_Task description_.
The required output is the complete data, repeated without alteration.

Data extract Start Marker

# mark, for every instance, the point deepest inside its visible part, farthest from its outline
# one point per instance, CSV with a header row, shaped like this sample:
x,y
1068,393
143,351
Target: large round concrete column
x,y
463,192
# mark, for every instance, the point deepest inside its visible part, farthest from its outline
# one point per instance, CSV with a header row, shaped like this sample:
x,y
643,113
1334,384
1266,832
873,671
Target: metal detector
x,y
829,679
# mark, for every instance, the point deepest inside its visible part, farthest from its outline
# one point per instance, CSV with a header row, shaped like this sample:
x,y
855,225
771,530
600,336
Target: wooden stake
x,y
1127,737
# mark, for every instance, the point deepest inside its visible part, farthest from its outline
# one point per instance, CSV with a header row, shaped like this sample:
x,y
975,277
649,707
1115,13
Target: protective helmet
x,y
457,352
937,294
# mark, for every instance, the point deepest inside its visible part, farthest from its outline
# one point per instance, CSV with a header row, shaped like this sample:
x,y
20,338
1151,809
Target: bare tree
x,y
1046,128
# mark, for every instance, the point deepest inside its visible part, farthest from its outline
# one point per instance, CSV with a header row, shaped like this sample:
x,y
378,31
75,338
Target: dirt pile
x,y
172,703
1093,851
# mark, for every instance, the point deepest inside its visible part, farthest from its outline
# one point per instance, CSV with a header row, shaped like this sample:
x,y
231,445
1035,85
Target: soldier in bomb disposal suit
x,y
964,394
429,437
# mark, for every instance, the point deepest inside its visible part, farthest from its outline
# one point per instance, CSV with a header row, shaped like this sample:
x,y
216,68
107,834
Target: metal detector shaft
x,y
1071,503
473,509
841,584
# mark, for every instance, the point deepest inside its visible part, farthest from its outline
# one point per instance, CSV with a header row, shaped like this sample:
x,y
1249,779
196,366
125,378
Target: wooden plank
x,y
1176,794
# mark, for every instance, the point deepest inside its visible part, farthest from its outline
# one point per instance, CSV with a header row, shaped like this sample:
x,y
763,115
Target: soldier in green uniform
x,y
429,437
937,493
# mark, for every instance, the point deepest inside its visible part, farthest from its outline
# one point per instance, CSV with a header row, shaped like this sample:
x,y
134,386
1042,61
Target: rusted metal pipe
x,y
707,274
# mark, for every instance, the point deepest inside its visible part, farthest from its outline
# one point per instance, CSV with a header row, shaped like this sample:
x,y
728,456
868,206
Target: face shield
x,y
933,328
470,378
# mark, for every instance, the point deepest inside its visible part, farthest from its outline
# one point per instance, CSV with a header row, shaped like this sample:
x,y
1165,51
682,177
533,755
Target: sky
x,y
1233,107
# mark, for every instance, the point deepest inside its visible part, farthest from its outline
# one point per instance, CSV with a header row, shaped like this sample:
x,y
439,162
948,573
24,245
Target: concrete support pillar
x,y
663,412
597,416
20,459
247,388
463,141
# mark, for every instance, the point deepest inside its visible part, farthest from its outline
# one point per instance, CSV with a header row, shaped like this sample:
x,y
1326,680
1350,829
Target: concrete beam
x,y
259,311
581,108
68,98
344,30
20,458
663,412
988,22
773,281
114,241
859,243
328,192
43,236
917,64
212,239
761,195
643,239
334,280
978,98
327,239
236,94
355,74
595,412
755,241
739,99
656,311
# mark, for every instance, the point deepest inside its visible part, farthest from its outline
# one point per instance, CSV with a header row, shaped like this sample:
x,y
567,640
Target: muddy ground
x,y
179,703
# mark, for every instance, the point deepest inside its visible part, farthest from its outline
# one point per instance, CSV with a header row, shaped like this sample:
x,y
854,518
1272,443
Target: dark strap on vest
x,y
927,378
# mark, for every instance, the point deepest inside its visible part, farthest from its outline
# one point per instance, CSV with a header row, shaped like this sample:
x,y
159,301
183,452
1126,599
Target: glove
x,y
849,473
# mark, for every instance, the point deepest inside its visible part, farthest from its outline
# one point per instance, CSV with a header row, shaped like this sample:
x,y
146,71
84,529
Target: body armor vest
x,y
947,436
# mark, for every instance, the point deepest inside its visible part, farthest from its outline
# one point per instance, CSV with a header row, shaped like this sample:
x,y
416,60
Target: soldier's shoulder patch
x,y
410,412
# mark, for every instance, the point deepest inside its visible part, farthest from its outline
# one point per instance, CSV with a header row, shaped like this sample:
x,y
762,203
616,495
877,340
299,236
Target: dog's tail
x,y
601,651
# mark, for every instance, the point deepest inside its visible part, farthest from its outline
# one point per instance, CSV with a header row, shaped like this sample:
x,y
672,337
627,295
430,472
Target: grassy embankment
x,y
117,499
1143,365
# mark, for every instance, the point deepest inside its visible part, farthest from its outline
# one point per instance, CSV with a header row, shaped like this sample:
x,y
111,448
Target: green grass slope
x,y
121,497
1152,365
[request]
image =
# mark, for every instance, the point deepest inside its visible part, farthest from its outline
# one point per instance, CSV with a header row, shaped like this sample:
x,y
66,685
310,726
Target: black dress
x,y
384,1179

Data extract End Marker

_Answer to this exercise_.
# mark, for every instance, the point deepest inside its visible part, farthest from its outline
# one point per instance, CSV with a header row, shaped like this sample:
x,y
1068,393
143,351
Target: large round concrete column
x,y
463,192
# mark, for every instance, the point deepest inside its visible part, farthest from its outline
# one point per instance, CSV with a header row, shaped like this sample:
x,y
643,113
1334,384
1266,832
873,671
Target: metal detector
x,y
829,679
# mark, for every instance, the point deepest inside its visible part, farthest from its outline
# one point per instance, CSV with a header row, shaped like this sample:
x,y
855,225
771,530
600,336
Target: wooden stake
x,y
1127,737
# mark, for every instance, the point deepest inside its visible part, farthest from its outline
# one point per instance, CSV with a header row, shaped like this sample:
x,y
975,277
649,707
1115,13
Target: protective helmet
x,y
457,352
937,294
# mark, for every instance, the point deepest inside its visible part, farthest from its outline
# one point per instance, CSV with a header row, shaped like this sample:
x,y
20,338
1151,809
Target: bare tree
x,y
1046,128
# mark, for every instance, the point deepest inside its visible part, farthest from its outline
# one point per instance, CSV with a header row, shaped like this sample:
x,y
378,31
75,338
Target: dirt pile
x,y
172,703
1093,851
# mark, for every instance, the point deepest inside its visible part, farthest from its outline
# one point per instance, CSV with a header row, shaped like this sample:
x,y
231,445
1035,85
Target: soldier in bomb disposal suit
x,y
964,394
429,437
# mark, for every instance, the point deepest inside its visible part, farthest from its outline
# one point per instance, CSV with a header row, shaped like this sample:
x,y
216,68
107,834
Target: metal detector shaft
x,y
1071,503
473,509
841,584
# mark, for every instance, the point deepest inside its visible part, farthest from its outline
# one point per instance, CSV with a header row, shaped like this sample:
x,y
1249,779
196,366
125,378
Target: wooden plank
x,y
1176,794
# mark, for every instance, the point deepest inside its visible part, farthest from its outline
# one point per instance, CSV with a header row, shaped like this sample:
x,y
763,115
Target: soldier in green uniform
x,y
429,437
937,493
# mark, for every instance, the point deepest inside its visible part, farthest from its outline
# one point per instance, CSV with a header row, shaped like this sample:
x,y
134,386
1042,61
Target: rusted metal pipe
x,y
707,274
# mark, for every instance, the point deepest inside its visible part, farthest from its outline
# one point per instance, CSV with a header row, shaped like this sample:
x,y
728,456
868,206
Target: face shield
x,y
933,328
470,378
# mark, for every instance, the point deepest inside its visible part, farthest from its outline
# one point per instance, CSV with a header row, shaped like this sample:
x,y
1165,51
682,177
533,755
Target: sky
x,y
1233,107
# mark, for every instance, the point deepest inside its visible part, farthest from its outline
# one point per instance, CSV with a header row, shaped like this sample:
x,y
439,162
948,573
24,245
Target: concrete support pillar
x,y
663,412
597,416
20,459
247,388
463,141
# mark, for every instance, the point deepest inside its visible part, farthest from its outline
# one point per instance, CSV with a header row, shaped like this sample:
x,y
1326,680
1350,829
Target: concrete beam
x,y
259,311
581,108
68,98
344,30
20,458
663,412
988,22
773,281
114,241
859,243
328,192
43,236
917,64
212,239
761,195
643,239
334,280
978,98
327,239
236,94
355,74
595,412
755,241
739,99
656,311
# mark, for every instance, the point deepest inside its visible part, farthest from its outline
# one point per instance, CSV with a header row, shaped like this sample:
x,y
567,640
Target: muddy ground
x,y
179,703
# mark, for every instance, the point deepest inside its visible part, farthest from its outline
# one point per instance, CSV with a header row, shaped like this sample:
x,y
854,518
1272,443
Target: dark strap on vest
x,y
927,378
# mark, for every instance, the point deepest inside its visible part, farthest from its outline
# one point per instance, CSV with a header row, shaped like this sample:
x,y
159,301
183,452
1126,599
Target: glove
x,y
849,473
# mark, for every instance, the point deepest inside its visible part, farthest from its outline
# one point per instance, CSV with a header row, shaped like this sample:
x,y
146,71
84,529
Target: body armor vest
x,y
947,436
# mark, for every instance, the point deepest inside its visible part, farthest from its outline
# one point per instance, CSV with a header row, shaped like this sample:
x,y
416,60
Target: soldier's shoulder patch
x,y
410,412
# mark, for every instance, the point deepest inside its visible part, farthest from its outline
# one point per instance, CSV with a header row, shaped like this sample:
x,y
762,203
616,495
877,340
299,236
Target: dog's tail
x,y
601,651
# mark, for every instance, the point deepest inside its visible part, farthest from its outline
# one point per instance, CSV with a header row, shaped like this sample:
x,y
672,337
627,295
430,472
Target: grassy embankment
x,y
117,499
1143,365
# mark, for every instance, the point deepest inside its visible part, farthest from its outline
# one point per instance, CSV with a header row, shaped like this sample:
x,y
111,448
Target: green grass slope
x,y
121,497
1152,365
[request]
image =
# mark, for every instance, the point deepest inside its visible part, farthest from its outline
# one point per instance, CSV with a header row, shaped like this sample:
x,y
66,685
310,726
Target: black dress
x,y
384,1179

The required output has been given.